### TASK DESCRIPTION:
Rewrite the stretch of data from the line containing "Can you find the groom's" through the line containing "x=894, y=320", replacing "groom's ear" with "groom's tie" and changing nothing else. Leave out the pictures.

### EXTRACTED INFORMATION:
----
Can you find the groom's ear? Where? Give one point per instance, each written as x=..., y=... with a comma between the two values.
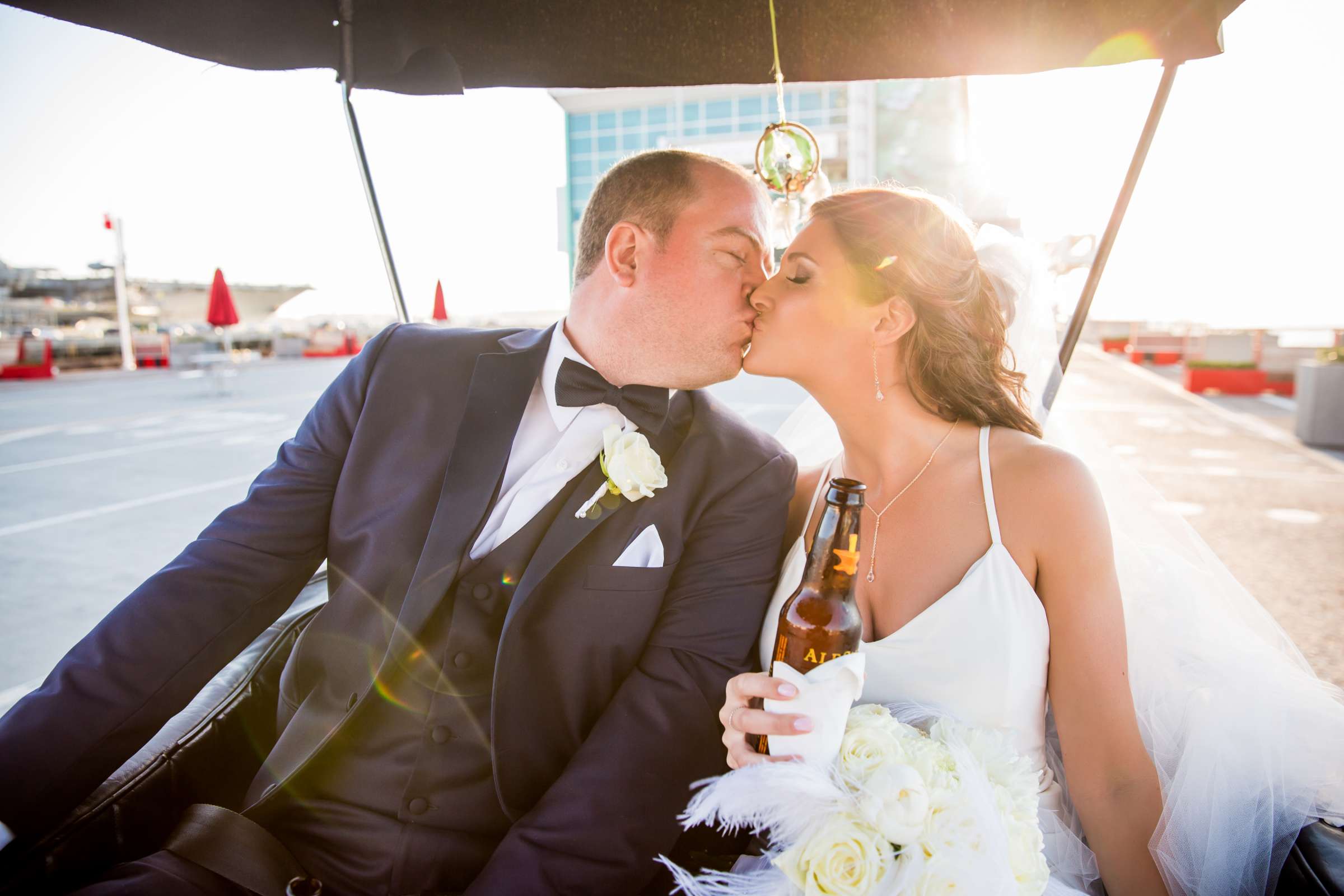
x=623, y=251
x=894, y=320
----
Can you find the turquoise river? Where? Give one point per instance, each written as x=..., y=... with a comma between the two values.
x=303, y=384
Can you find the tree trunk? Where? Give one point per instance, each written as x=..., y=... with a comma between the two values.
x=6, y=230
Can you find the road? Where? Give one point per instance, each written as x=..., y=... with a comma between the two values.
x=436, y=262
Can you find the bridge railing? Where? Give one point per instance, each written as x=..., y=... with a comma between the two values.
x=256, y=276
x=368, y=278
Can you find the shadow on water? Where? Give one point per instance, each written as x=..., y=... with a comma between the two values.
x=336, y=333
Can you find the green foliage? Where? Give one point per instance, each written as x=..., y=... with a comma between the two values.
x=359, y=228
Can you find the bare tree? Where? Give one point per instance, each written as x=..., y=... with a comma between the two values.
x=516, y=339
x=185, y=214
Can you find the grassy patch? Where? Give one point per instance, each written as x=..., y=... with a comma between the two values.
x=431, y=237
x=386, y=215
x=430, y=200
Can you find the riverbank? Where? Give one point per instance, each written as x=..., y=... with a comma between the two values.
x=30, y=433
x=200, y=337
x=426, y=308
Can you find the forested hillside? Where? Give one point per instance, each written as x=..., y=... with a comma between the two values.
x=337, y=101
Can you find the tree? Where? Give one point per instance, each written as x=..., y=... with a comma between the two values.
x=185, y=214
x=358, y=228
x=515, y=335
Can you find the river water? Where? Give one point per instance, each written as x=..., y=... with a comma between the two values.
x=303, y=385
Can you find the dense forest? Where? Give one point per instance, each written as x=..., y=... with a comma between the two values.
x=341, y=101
----
### COMPLETE RESPONSE:
Can you find the groom's tie? Where? Give one point per instance, each written as x=..., y=... with a comma between the two values.
x=623, y=251
x=894, y=320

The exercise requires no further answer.